Entries from a dataset
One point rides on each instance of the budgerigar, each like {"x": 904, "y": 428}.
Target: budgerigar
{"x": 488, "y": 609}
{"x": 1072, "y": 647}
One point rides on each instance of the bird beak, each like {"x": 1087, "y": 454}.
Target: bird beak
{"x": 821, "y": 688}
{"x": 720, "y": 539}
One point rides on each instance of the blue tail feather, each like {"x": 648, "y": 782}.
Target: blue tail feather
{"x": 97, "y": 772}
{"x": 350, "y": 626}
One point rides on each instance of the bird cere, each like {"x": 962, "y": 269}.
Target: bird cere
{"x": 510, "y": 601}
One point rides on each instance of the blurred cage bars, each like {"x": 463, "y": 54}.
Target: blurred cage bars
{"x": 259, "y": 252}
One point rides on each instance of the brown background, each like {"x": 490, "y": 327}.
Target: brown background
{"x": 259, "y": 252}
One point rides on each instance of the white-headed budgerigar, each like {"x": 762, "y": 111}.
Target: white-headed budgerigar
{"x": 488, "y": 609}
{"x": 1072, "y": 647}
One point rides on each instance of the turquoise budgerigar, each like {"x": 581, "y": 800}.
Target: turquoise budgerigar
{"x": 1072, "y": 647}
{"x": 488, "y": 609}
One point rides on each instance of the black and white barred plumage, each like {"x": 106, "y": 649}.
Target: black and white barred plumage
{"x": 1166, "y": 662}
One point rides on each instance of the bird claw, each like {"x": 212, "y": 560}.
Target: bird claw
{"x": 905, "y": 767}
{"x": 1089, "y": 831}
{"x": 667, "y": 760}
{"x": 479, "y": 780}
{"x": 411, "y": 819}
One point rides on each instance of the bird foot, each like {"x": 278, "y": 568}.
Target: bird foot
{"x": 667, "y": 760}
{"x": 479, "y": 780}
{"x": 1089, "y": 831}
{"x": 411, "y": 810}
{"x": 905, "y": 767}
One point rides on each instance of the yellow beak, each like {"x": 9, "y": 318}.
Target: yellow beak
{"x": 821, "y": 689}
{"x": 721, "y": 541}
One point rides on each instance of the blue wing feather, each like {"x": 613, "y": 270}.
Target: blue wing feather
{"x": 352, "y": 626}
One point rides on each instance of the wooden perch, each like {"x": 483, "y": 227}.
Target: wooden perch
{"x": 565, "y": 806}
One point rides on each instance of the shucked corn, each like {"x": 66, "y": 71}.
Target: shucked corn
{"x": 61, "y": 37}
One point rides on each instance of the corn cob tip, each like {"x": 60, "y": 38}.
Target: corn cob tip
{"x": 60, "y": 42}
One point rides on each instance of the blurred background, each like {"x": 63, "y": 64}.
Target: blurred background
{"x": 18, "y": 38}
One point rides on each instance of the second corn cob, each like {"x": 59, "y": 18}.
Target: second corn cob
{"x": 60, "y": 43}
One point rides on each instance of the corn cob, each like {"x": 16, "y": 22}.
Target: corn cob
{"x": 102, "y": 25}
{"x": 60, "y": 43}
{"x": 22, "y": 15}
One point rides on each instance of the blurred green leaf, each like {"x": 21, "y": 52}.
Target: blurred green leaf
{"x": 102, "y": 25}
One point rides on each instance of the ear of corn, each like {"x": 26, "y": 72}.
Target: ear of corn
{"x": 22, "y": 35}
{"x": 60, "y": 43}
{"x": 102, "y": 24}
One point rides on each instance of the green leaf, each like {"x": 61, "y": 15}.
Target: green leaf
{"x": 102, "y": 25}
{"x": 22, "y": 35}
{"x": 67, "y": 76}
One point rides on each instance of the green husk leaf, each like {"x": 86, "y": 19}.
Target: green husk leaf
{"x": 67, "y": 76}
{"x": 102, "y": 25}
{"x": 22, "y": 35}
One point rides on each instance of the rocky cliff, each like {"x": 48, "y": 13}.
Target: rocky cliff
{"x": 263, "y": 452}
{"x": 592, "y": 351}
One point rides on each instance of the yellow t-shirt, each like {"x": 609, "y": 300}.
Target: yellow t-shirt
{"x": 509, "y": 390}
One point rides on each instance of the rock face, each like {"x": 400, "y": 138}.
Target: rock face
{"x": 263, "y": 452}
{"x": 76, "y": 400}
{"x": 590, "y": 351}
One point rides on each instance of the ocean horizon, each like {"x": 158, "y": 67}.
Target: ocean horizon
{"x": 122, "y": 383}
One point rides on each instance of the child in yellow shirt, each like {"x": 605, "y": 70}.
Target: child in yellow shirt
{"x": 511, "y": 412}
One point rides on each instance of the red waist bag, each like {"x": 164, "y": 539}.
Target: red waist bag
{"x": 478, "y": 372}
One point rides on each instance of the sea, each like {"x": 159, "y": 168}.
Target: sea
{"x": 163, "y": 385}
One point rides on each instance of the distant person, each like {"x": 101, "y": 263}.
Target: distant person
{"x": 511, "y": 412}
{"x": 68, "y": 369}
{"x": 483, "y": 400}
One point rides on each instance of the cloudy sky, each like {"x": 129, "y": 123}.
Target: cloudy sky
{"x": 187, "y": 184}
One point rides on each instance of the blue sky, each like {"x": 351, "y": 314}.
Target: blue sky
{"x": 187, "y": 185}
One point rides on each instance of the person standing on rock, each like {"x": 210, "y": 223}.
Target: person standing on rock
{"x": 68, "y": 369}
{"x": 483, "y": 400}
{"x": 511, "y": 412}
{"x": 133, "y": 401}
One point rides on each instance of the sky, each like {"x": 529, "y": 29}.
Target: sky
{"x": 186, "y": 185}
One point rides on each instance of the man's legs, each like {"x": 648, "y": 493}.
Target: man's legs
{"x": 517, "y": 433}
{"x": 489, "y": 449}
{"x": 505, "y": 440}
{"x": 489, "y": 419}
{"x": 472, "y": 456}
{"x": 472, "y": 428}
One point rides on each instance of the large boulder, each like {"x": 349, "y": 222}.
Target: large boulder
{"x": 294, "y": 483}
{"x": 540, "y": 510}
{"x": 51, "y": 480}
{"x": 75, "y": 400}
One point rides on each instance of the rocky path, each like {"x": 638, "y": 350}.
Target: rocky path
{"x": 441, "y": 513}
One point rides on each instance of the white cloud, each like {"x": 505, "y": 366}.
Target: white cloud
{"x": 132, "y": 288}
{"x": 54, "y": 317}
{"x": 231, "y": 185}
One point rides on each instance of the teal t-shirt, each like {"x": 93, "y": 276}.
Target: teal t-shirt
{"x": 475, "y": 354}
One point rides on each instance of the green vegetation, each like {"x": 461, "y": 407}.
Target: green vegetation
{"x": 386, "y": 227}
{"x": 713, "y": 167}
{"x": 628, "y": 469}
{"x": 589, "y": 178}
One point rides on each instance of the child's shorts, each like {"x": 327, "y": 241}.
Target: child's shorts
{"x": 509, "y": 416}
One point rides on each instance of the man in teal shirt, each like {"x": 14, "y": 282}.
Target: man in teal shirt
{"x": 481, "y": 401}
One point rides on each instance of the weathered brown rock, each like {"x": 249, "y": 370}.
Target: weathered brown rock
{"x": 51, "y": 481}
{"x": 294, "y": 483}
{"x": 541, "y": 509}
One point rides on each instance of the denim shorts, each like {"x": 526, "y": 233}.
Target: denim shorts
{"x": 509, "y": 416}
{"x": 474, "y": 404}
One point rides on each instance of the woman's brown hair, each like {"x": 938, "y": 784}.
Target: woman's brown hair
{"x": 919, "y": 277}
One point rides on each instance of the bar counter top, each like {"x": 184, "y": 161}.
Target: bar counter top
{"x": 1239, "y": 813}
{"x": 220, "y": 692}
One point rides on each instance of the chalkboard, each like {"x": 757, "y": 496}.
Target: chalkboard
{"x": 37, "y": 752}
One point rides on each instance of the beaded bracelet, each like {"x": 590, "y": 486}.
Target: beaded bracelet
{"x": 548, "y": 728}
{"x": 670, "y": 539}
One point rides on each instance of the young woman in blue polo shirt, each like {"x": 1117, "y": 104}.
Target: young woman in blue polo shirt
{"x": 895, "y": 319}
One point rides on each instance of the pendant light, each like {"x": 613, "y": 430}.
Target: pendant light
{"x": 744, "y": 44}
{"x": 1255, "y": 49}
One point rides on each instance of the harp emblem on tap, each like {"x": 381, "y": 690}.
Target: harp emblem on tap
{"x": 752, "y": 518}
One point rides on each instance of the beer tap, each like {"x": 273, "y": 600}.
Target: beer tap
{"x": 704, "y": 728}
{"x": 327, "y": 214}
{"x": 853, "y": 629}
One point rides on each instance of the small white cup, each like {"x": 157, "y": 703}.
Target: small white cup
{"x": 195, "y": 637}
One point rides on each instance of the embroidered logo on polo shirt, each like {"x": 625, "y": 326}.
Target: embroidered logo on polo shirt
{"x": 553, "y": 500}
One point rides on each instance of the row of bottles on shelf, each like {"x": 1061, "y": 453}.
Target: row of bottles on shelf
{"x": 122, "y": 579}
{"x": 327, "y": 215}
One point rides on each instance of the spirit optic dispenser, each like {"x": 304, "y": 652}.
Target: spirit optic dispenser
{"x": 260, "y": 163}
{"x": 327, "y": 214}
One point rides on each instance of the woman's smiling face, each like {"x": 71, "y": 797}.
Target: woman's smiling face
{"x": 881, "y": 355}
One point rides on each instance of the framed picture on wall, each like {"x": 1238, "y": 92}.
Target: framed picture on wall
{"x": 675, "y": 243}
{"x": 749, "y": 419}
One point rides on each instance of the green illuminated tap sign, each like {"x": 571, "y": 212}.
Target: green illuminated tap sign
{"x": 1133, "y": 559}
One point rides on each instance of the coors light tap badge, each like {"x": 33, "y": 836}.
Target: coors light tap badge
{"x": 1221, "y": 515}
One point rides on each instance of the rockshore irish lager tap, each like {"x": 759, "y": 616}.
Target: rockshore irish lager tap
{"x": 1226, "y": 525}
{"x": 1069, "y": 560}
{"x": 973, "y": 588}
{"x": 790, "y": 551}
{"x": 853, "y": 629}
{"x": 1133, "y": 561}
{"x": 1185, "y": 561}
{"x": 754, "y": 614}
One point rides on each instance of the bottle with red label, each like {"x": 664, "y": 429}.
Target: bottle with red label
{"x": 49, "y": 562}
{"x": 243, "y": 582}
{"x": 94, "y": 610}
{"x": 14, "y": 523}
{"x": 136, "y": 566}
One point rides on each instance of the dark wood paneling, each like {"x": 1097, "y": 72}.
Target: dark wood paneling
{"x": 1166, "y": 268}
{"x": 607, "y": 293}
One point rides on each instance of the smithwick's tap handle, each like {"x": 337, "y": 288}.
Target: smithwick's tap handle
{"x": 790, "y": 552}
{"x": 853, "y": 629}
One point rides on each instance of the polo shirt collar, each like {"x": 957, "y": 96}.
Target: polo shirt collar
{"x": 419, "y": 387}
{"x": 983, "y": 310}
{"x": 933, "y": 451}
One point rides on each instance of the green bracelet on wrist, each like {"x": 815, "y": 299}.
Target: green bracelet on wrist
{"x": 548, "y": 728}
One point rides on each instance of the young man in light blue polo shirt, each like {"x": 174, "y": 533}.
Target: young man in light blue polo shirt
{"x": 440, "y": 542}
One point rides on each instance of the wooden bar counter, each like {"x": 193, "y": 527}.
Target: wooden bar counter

◆ Work to do:
The line containing "One point rides on each instance of the smithwick's" and every line after it, through the end of the records, should be repeated exactly and alone.

◆ Solution below:
One point rides on each instance of the smithwick's tap handle, each like {"x": 337, "y": 288}.
Target: smithwick's tap handle
{"x": 790, "y": 552}
{"x": 853, "y": 629}
One point rides on each instance of the polo shirt collar, each like {"x": 957, "y": 96}.
Target: polo shirt collar
{"x": 419, "y": 387}
{"x": 983, "y": 310}
{"x": 933, "y": 451}
One point rides on each instance of the green bracelet on wrist, each like {"x": 815, "y": 299}.
Target: green bracelet on wrist
{"x": 548, "y": 728}
One point rides on each instance of the young man in light blue polo shirt, each like {"x": 174, "y": 533}.
Target: young man in light blue polo shirt
{"x": 440, "y": 542}
One point rides on each instance of the wooden bar counter, each like {"x": 193, "y": 527}.
Target: wooden bar counter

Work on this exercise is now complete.